* Article:
----

Finite and Infinite Sequence

A finite sequence is a type of sequence whose last term is known. For example, $2,4,6,8,10$ is a finite sequence. The last term is 10.

Infinite Sequence

Infinite Sequence is a type of sequence whose last term is not known. For example, $2,4,6,8,10,…$ is an infinite sequence..The three dots (…) indicate the sequence continues to infinity.

Series

A series is formed when the terms in a sequence are connected by either +ve or -ve or both. For example, $1+2+3+4+5+…, 1+2-3+4-5+6-7…$ are series.

Finite and Infinite Series

A finite series is a type of series whose last term is known. For example, $2+4+6+8+10$ is a finite series. The last term is 10.

Infinite Series

Infinite Series is a type of series whose last term is not known. For example, $2,4,6,8,10,…$ is an infinite series..The three dots (…) indicate the series continues to infinity.

Types of Progression

We will consider five types of progressions. These are Arithmetic Progression (A.P.), Geometric Progression (G.P.), Arithmetico-Geometric progression (AGP), Harmonic Progression (H.P.) and Fibonacci Sequence.

----

* Items from a data source:
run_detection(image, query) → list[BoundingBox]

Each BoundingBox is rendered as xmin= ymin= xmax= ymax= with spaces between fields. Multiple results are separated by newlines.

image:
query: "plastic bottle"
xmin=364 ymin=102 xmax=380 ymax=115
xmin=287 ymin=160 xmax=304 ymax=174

----

* Written exercise 1:
Answer these questions about the article on sequences and series:
(a) What is the last term of the finite sequence given as an example?
(b) In the infinite sequence example, what do the three dots indicate?
(c) How many types of progressions does the article say it will consider?
* Written exercise 2: Output every line of the listing precisely as it appears.
The article on sequences and series and the listing are unrelated pieces of material.

* Correct response 1:
(a) 10
(b) The sequence continues to infinity.
(c) Five

* Correct response 2:
run_detection(image, query) → list[BoundingBox]

Each BoundingBox is rendered as xmin= ymin= xmax= ymax= with spaces between fields. Multiple results are separated by newlines.

image:
query: "plastic bottle"
xmin=364 ymin=102 xmax=380 ymax=115
xmin=287 ymin=160 xmax=304 ymax=174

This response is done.